## What the task requires
Find the line with "of the cream" in the entries below. Repeat it, every following line, and the line with "the buddha's fingers", exactly and with nothing added.

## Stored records
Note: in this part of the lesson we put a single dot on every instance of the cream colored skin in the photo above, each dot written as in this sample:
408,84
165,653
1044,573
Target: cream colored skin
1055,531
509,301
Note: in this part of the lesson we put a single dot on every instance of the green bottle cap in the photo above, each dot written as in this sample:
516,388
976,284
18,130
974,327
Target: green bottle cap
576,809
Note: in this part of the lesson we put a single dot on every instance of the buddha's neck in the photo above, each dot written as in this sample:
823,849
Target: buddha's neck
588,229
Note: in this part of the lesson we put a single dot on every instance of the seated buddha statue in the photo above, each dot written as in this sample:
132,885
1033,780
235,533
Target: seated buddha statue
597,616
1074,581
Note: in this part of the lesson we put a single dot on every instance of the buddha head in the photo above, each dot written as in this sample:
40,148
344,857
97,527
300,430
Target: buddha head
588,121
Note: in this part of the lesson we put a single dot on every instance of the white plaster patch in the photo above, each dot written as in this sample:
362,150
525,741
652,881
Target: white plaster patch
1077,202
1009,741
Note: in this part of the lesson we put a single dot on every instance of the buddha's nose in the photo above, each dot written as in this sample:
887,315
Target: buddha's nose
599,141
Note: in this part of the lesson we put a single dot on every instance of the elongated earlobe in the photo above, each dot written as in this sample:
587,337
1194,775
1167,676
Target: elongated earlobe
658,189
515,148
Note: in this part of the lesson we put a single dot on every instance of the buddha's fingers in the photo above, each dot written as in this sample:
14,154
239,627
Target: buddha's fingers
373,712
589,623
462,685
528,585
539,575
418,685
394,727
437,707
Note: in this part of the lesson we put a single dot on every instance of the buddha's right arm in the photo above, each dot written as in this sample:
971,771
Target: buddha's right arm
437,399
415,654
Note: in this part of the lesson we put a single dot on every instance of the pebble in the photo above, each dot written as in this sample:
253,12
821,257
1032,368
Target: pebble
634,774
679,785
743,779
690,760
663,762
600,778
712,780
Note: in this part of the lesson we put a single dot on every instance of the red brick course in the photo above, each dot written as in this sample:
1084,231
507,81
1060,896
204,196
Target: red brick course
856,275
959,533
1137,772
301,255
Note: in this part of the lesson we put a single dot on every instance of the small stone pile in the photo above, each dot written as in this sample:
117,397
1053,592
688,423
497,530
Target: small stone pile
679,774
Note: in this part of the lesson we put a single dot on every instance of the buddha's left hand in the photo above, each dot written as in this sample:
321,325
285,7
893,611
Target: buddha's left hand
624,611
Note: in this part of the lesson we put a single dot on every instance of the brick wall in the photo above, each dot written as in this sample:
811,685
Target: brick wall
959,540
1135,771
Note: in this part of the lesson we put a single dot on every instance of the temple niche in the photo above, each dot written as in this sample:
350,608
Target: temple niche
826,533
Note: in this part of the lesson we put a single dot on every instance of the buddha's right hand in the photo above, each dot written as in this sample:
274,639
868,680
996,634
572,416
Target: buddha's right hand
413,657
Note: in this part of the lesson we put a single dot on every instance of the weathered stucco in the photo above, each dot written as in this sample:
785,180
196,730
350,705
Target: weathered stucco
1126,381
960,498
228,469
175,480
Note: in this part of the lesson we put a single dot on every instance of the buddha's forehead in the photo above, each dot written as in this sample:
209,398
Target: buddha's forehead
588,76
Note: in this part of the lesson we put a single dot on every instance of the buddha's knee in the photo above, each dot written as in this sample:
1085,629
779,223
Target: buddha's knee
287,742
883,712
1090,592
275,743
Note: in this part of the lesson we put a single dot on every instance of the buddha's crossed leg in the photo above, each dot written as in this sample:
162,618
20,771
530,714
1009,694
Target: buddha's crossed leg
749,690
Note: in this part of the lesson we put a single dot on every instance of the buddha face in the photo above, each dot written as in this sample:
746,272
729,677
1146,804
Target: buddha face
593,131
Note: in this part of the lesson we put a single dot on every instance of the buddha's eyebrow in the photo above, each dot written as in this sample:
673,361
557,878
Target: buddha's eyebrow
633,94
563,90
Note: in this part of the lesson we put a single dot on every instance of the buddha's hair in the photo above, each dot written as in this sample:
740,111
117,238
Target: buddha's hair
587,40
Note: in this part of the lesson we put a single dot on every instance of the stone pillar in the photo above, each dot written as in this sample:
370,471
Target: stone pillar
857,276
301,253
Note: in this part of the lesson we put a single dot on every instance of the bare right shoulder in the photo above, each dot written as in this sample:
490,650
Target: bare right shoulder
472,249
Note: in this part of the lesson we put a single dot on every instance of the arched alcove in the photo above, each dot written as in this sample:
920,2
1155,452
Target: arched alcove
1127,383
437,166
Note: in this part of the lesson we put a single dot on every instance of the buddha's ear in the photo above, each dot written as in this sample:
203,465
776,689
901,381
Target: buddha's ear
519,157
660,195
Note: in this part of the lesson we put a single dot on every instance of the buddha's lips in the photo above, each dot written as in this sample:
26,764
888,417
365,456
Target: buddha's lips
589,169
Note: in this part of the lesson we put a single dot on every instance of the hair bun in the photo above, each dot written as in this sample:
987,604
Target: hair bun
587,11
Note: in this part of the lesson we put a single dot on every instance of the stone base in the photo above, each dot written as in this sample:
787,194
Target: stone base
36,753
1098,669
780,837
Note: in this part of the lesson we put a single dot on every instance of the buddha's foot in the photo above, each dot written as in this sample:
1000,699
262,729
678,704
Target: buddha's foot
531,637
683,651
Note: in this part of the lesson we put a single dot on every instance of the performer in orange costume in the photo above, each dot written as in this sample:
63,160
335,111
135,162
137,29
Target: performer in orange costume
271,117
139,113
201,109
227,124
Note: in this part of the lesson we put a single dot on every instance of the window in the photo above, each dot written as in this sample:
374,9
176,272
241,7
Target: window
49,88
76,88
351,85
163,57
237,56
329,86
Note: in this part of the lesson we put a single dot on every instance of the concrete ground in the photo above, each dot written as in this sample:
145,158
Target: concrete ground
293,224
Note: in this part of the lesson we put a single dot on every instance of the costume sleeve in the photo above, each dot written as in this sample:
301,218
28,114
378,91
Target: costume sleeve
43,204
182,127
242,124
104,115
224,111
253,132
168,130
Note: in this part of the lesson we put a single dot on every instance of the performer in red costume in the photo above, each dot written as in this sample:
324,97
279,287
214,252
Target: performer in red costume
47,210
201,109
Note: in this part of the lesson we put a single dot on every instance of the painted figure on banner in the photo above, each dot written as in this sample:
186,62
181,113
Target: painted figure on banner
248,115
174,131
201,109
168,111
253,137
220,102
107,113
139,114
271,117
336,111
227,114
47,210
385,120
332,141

--

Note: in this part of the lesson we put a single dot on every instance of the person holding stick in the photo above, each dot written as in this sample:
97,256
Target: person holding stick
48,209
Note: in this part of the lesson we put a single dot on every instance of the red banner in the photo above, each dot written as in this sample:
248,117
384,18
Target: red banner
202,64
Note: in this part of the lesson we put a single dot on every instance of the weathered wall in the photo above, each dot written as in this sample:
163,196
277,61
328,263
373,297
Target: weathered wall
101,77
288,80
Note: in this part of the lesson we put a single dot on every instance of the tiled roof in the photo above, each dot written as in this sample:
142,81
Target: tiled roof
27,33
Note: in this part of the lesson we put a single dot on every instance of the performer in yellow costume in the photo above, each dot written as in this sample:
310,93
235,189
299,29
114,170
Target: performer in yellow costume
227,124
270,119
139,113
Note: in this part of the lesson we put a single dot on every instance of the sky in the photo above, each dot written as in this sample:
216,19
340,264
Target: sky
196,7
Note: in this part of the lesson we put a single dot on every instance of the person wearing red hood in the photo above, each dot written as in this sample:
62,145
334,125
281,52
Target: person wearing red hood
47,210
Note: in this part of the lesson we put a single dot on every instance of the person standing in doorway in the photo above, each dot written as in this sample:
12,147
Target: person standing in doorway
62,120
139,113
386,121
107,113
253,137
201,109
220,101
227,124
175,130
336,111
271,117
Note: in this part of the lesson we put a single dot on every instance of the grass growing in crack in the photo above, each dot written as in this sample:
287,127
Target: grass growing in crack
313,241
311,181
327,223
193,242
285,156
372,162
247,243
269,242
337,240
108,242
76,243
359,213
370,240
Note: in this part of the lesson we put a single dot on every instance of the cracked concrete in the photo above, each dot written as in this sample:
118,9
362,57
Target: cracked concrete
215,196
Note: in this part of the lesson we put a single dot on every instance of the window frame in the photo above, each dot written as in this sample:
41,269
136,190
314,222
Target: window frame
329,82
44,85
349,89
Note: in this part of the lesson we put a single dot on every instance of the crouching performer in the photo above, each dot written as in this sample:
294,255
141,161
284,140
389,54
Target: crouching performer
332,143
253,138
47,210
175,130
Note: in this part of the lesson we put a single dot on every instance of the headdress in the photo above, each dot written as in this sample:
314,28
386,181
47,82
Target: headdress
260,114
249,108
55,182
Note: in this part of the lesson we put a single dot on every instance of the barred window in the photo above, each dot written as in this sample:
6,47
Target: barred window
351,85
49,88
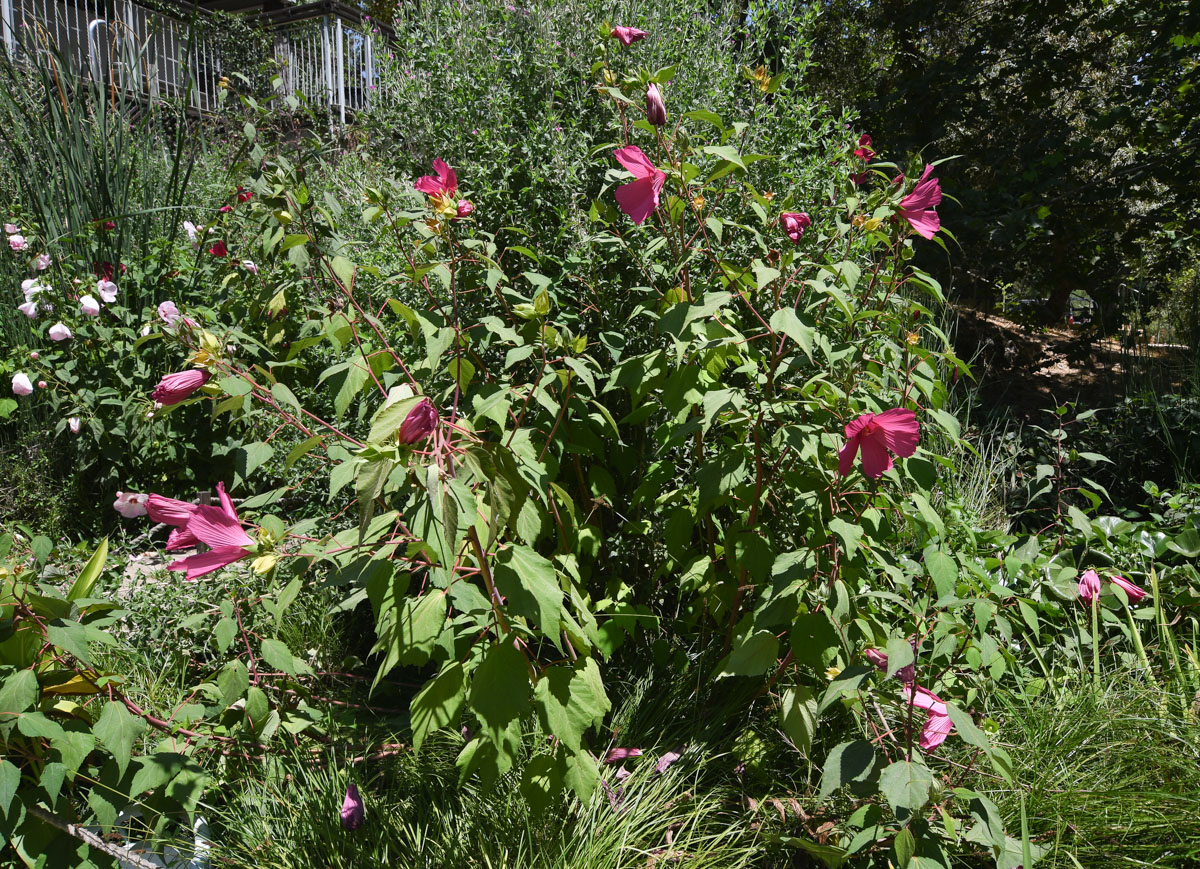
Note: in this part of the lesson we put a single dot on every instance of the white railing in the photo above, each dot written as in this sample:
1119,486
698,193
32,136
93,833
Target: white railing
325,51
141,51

## Finished exercise
Note: in this part of the lesson we put a single dot on every instance of the cream colored skin in the photo above, each dot written as in this sample:
408,84
165,653
1044,573
Target: cream colored skin
1055,531
509,301
Note: in this part of the lesson we put a single dot on every instance of the green bottle cap in the photo above, each dot written as in this sample:
516,388
976,284
18,130
974,327
Target: green bottle cap
576,809
Note: in this part of the lesson we put a single dot on every instance of the buddha's neck in the photo above, each dot written as in this sample:
823,849
Target: buddha's neck
588,229
Note: in this part of the lesson we put a single dot on every instance of the seated buddha statue in the photo above, each dot written as in this sample:
132,885
1033,780
235,533
Target: seated buddha statue
597,616
1074,581
Note: in this part of the lesson we put a single dot on every instance of the buddha head in the photo above, each dot written as in this sample:
40,148
344,857
97,527
300,430
Target: buddha head
588,121
Note: in this part of the lesson we put a single dot on every instance of the white plaster patch in the photo above, each dot written as in this sample:
362,150
525,741
652,881
Target: white plaster patch
1077,202
1009,741
Note: in this part of the lesson we put a single dot on every instance of the buddha's nose in the photo above, each dot written as in this sample:
887,315
Target: buddha's nose
599,141
Note: in this part of the lesson we put a single dot on every instance of the elongated earlobe in the photo above, each dot written as in this sample:
587,337
1194,775
1167,676
Target: elongated earlobe
658,189
515,148
Note: in this part of the lesson we put a single dot on every instance of the buddha's fingers in the photo above, each dot written as in this sample:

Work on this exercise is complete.